What is needed – Where in the entries below does "oval" appear? Copy every line that has it.

Data provided –
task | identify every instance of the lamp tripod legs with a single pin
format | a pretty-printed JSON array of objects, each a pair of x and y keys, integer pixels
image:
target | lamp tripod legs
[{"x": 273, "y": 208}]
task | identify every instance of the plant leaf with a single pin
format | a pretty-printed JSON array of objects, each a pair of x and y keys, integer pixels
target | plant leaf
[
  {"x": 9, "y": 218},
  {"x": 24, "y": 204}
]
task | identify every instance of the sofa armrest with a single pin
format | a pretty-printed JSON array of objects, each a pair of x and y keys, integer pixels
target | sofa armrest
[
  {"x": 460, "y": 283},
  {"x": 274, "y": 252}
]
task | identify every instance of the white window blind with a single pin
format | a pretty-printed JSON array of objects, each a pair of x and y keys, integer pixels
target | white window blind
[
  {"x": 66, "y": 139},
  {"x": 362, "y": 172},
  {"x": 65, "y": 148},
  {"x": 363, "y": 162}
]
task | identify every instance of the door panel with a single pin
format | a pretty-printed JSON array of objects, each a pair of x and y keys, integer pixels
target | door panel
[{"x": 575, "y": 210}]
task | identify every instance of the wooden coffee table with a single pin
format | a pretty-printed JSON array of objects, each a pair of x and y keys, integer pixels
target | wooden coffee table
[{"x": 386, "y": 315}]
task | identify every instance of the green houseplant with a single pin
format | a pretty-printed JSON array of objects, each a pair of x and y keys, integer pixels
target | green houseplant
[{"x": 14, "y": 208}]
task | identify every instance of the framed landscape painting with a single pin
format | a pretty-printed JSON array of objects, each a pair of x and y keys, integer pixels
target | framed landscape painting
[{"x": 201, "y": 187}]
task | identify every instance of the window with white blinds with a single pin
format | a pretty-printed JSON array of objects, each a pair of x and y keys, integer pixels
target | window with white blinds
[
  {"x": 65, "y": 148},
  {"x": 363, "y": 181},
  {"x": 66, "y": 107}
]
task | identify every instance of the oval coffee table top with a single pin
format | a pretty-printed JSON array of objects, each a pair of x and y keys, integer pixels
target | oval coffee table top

Task response –
task | identify every instance of the oval coffee table top with a single pin
target | oval coffee table top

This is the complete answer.